### SELECTED EXCERPT
= = =

Bankers and Other Vampires

The next time you go to a bank or a lawyer for anything, I’d consider wearing an armored turtle-neck sweater if I were you.

It is no coincidence that most of the lawmakers in our civilization are lawyers and that many of laws unduly favor the lawyers with opportunities to sink their fangs into you.

Case in point: have you ever bought a house? Buying a house is a big, complex action that requires inordinate legal expertise and wisdom and mountains of documentation. Does it have to? No. Then why does it? Well, the mountains of incoherent legalese and mumbo-jumbo is like a stun gun: it’s designed to immobilize you until various interested parties can sink their fangs into your neck.

First of all, there is the Real Estate Agent. The Real Estate Agent receives a percentage of the value of your house as his pay. This system is not without its advantages. If the agent doesn’t sell your house, he doesn’t get a penny. But if he does sell your house, he gets 5% of the value. This doesn’t entirely make sense. If your house is worth $50,000, the agent gets a reasonable $2,500. How much time does he invest in selling your house? A week of full-time hours? So he gets about $62.50 an hour. Excessive, but not absurd.

= = =

### ITEMS
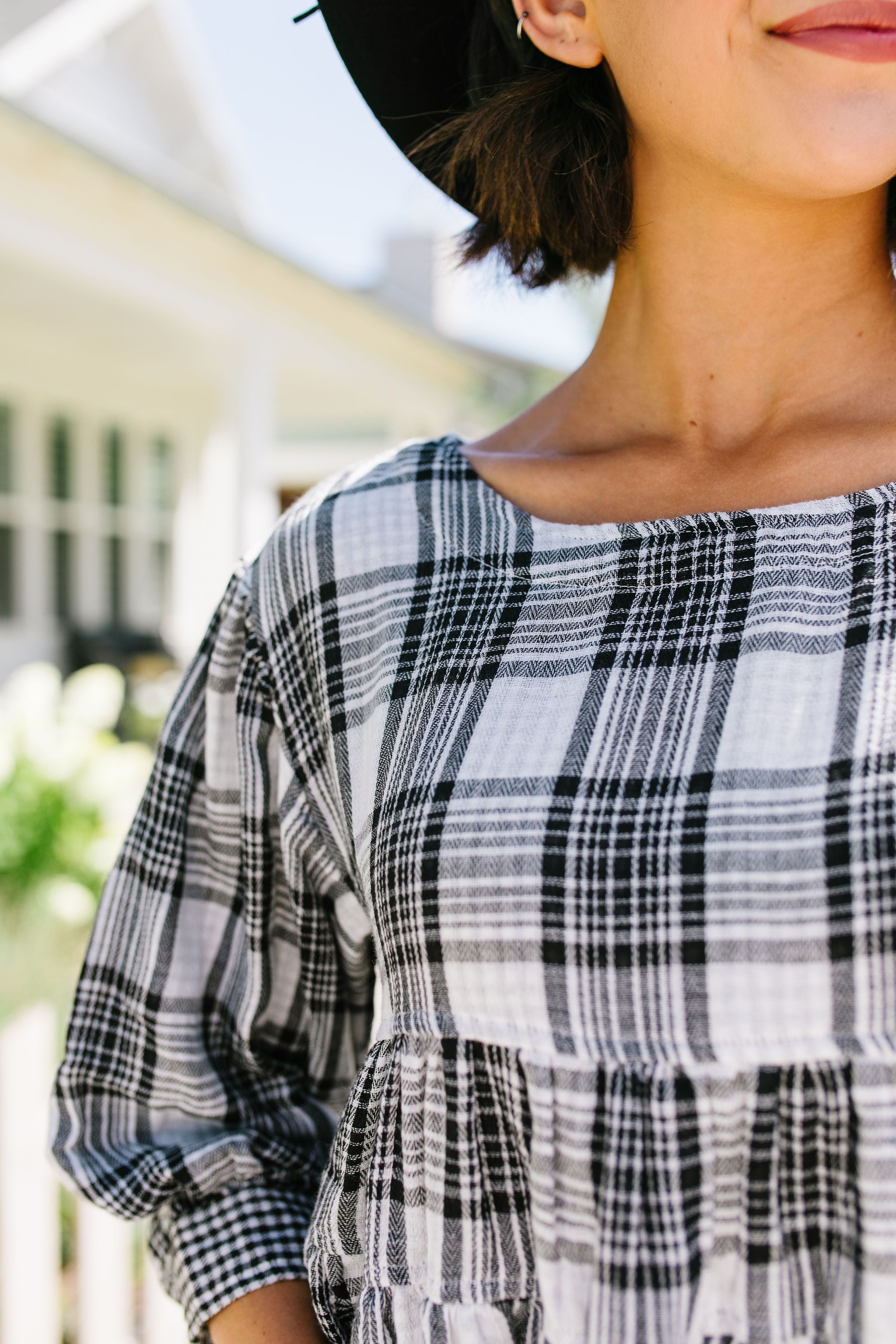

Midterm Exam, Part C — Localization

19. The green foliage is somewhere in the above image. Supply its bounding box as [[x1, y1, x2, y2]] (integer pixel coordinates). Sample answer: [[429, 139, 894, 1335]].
[[0, 757, 103, 907]]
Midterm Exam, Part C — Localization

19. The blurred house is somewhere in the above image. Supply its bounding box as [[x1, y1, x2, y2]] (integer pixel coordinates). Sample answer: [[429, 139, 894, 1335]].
[[0, 0, 550, 676]]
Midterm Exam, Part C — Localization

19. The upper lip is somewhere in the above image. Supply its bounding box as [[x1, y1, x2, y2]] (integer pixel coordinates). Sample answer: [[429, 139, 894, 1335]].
[[771, 0, 896, 36]]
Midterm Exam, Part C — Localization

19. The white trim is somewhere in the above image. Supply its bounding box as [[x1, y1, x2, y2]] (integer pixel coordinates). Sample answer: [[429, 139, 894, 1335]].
[[0, 0, 149, 98]]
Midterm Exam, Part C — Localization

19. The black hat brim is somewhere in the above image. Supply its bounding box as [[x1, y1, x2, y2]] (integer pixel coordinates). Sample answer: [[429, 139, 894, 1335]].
[[320, 0, 474, 208]]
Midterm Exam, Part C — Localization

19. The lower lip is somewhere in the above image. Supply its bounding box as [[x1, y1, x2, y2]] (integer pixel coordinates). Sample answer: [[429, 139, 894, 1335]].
[[773, 28, 896, 64]]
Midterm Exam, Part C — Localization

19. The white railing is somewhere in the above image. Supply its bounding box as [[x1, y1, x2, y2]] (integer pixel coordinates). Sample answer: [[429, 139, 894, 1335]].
[[0, 1004, 187, 1344]]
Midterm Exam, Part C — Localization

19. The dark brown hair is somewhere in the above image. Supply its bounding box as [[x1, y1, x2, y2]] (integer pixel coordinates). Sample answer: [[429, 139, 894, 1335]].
[[411, 0, 896, 289]]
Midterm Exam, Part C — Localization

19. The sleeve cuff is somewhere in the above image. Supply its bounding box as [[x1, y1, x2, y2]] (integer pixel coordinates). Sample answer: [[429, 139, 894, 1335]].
[[149, 1186, 317, 1344]]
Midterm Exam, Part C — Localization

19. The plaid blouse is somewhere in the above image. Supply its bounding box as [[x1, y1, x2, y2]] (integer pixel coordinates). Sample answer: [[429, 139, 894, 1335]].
[[55, 438, 896, 1344]]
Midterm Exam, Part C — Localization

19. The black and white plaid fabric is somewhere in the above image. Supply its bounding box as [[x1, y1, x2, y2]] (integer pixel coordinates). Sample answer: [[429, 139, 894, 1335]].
[[55, 440, 896, 1344]]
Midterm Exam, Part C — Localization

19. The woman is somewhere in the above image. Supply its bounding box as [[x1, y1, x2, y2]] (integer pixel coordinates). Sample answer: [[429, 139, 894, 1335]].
[[55, 0, 896, 1344]]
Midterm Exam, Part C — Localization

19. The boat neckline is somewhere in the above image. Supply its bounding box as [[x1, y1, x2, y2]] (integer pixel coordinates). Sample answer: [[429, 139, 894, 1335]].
[[441, 434, 896, 540]]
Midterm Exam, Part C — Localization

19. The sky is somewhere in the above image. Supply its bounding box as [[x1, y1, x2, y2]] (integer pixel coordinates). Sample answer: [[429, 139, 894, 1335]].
[[182, 0, 606, 368]]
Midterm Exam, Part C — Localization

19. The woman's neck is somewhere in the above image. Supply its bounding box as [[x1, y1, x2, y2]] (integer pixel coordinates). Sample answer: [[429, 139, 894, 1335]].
[[468, 169, 896, 522], [588, 169, 896, 446]]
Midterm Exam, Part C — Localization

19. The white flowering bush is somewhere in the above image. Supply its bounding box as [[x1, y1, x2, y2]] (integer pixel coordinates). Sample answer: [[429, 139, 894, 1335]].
[[0, 662, 152, 928]]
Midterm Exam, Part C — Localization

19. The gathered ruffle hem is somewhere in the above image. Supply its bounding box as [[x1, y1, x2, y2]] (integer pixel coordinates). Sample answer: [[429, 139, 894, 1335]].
[[306, 1033, 896, 1344]]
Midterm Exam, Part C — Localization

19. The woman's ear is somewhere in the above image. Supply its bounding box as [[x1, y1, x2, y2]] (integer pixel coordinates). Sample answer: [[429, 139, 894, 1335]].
[[513, 0, 603, 70]]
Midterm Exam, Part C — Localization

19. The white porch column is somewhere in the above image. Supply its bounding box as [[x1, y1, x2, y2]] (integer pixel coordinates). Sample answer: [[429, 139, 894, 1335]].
[[236, 328, 280, 555], [0, 1004, 62, 1344], [164, 326, 278, 661], [77, 1199, 134, 1344]]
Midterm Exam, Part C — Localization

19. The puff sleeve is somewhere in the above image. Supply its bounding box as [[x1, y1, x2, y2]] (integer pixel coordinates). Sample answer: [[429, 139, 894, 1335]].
[[52, 571, 374, 1340]]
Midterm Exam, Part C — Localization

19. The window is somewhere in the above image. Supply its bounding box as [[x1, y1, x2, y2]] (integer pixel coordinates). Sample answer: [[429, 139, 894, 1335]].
[[50, 532, 75, 623], [0, 405, 12, 494], [0, 527, 16, 620], [47, 419, 74, 500], [103, 429, 125, 504], [149, 438, 175, 509], [153, 542, 171, 612], [106, 536, 125, 626]]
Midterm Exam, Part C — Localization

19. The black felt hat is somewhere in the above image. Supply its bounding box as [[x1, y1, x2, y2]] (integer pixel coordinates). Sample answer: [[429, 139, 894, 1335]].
[[320, 0, 481, 206]]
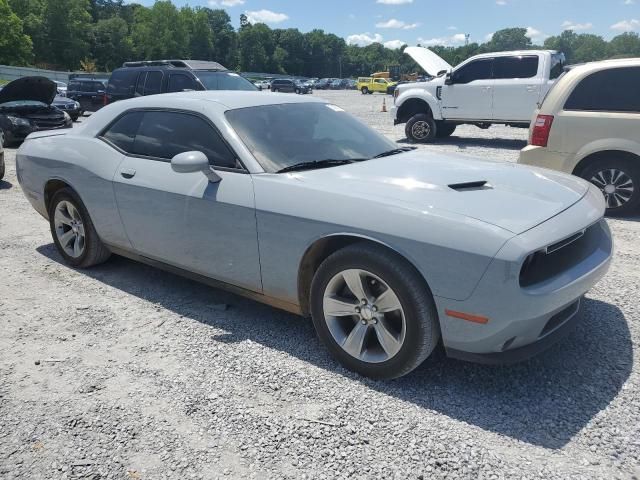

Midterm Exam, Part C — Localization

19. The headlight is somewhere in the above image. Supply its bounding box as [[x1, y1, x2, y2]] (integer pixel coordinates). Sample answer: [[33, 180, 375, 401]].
[[7, 115, 31, 127]]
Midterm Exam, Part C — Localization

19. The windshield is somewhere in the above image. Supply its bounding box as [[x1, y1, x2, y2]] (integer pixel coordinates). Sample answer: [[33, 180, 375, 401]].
[[194, 71, 257, 92], [226, 102, 397, 173], [0, 100, 48, 107]]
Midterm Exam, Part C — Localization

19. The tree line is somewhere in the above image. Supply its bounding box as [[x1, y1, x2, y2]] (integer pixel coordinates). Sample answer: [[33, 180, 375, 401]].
[[0, 0, 640, 77]]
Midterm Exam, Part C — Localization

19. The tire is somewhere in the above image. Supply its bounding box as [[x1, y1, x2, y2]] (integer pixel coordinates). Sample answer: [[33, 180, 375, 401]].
[[578, 152, 640, 216], [49, 188, 111, 268], [436, 122, 457, 138], [310, 243, 440, 379], [404, 113, 437, 143]]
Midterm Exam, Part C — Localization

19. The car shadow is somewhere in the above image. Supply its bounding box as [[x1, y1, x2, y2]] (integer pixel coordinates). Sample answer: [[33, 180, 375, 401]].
[[397, 136, 527, 150], [37, 244, 633, 449]]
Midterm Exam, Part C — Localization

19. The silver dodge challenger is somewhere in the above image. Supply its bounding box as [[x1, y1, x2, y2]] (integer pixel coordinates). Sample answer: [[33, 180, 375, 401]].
[[16, 91, 613, 378]]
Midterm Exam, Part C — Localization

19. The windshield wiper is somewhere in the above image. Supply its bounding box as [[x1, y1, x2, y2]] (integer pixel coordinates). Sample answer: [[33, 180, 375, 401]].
[[276, 158, 367, 173], [373, 147, 418, 158]]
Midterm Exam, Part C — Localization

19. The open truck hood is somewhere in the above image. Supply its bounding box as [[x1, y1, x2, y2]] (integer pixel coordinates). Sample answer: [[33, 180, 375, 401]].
[[0, 77, 57, 105], [404, 47, 453, 77]]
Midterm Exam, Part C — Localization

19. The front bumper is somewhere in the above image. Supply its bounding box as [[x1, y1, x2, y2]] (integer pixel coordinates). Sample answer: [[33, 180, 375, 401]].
[[435, 187, 613, 363]]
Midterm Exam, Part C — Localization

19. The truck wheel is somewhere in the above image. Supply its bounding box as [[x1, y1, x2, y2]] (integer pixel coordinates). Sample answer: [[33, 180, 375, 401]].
[[404, 113, 437, 143], [436, 122, 457, 138]]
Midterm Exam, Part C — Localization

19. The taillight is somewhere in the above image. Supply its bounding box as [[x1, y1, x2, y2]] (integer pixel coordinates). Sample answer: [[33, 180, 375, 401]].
[[530, 115, 553, 147]]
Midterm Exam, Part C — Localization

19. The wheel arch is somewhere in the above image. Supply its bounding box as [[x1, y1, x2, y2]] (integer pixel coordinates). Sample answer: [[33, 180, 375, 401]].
[[571, 148, 640, 176], [298, 233, 432, 316], [44, 178, 78, 219]]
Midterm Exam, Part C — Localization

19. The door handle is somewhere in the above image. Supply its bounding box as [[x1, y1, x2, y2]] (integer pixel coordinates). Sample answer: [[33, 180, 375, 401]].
[[120, 168, 136, 178]]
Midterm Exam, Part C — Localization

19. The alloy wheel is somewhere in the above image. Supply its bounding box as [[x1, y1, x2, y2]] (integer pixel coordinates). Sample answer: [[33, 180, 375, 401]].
[[411, 120, 431, 140], [323, 269, 407, 363], [53, 200, 86, 258], [590, 168, 635, 208]]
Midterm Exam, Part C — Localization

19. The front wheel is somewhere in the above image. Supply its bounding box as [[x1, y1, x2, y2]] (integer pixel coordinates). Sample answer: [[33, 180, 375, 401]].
[[404, 113, 437, 143], [49, 188, 111, 268], [311, 243, 440, 379], [579, 154, 640, 215]]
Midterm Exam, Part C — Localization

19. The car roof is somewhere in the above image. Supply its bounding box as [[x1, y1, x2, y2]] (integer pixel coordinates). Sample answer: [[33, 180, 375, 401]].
[[74, 90, 327, 136]]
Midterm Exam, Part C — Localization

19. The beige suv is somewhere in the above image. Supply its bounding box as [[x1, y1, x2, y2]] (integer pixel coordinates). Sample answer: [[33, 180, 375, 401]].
[[518, 59, 640, 215]]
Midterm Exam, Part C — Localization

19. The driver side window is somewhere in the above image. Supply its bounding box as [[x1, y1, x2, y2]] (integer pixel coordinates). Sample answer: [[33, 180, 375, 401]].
[[452, 58, 493, 84]]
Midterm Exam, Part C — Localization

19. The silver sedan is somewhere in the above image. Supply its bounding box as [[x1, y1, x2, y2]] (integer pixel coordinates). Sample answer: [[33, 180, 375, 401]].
[[16, 91, 612, 378]]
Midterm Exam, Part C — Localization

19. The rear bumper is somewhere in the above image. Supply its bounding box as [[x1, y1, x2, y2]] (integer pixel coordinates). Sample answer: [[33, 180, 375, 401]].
[[518, 145, 574, 173]]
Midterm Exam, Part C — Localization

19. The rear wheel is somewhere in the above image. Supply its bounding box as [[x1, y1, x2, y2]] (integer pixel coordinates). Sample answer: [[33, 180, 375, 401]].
[[49, 188, 111, 268], [311, 243, 440, 378], [404, 113, 437, 143], [579, 153, 640, 215], [436, 122, 457, 138]]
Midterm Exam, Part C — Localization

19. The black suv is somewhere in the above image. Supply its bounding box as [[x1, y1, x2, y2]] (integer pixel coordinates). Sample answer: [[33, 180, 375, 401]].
[[67, 78, 106, 112], [105, 60, 258, 104], [271, 78, 311, 93]]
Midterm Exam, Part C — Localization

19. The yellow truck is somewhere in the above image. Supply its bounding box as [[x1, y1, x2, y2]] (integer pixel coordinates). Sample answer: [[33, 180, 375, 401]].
[[356, 77, 397, 95]]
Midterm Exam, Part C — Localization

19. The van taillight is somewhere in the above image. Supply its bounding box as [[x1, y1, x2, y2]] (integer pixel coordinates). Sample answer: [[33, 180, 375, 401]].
[[530, 115, 553, 147]]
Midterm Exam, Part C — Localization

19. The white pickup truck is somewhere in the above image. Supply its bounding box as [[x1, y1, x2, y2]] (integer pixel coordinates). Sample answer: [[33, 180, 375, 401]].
[[391, 47, 565, 143]]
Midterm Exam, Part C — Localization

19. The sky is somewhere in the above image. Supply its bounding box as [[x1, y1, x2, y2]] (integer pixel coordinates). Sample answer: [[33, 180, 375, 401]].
[[131, 0, 640, 48]]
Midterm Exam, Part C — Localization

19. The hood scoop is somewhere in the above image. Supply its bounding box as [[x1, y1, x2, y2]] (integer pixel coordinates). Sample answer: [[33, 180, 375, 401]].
[[447, 180, 493, 192]]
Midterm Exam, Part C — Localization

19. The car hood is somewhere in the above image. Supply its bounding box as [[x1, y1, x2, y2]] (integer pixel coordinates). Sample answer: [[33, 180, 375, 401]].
[[404, 47, 453, 77], [292, 151, 588, 234], [0, 77, 57, 105]]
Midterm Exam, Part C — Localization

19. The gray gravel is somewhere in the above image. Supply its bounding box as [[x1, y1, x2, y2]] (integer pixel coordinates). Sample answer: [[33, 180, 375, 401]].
[[0, 92, 640, 479]]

= = =

### WHAT YOU NEED TO DO
1 - Which dollar amounts appear in the essay about bankers and lawyers? List them all.
2 - Answer these from the essay about bankers and lawyers:
(a) What garment does the writer suggest wearing to a bank or a lawyer?
(b) What does the writer compare the legalese of buying a house to?
(c) What percentage of a house's value does the Real Estate Agent receive?
3 - Go on with the essay about bankers and lawyers from its final sentence, in the same voice.

### RESULTS
1 - $50,000, $2,500, $62.50

2 -
(a) An armored turtle-neck sweater.
(b) A stun gun.
(c) 5%.

3 -
But if your house is worth $150,000, the agent gets three times as much, or $7,500. Does it take three times as much work to sell a $150,000 house? No. It takes about the same amount of time, if not less, because there are buyers for every segment of the market place. Even if it took the agent the equivalent of two weeks full-time work to sell this house, he would earn $93.75 an hour. Not bad. No wonder the lawyers want to get in on the action.

Unlike lawyers, however, Real Estate Agents only get paid if they are successful in helping you sell your house. That’s admirable. But why don’t people sell their own houses and keep that money for themselves? Oddly enough, it might because some people confuse the function of the Real Estate Agent with the function of the lawyer. They trust the Real Estate Agent. They feel the Real Estate Agent will keep them from making a foolish mistake, like accidentally buying a trailer in a swamp, instead of a nice bungalow on a crescent. Or selling your house to one of those crazy people who go around looking at houses and making offers on them but don’t actually have any money with which to buy one. But, actually, it’s the lawyer who makes sure that you don’t make a big mistake. Like sign a professional major league baseball contract instead of a mortgage.

It is pretty outrageous that the Real Estate Agent holds on to the $1,000 deposit on the purchase of your house. What’s he doing with it? It’s your house, not his. Why didn’t he turn it over to you immediately, like he should have? Why not? Because the check was given to another Real Estate Agent by the purchaser. So the two Real Estate Agents get together: “I know—let’s keep the money.”

Just imagine how your boss would react if you went out to deliver one of your company’s products to a customer and decided to keep the payment in your pocket for a few months. You’d be arrested. You’d be fired.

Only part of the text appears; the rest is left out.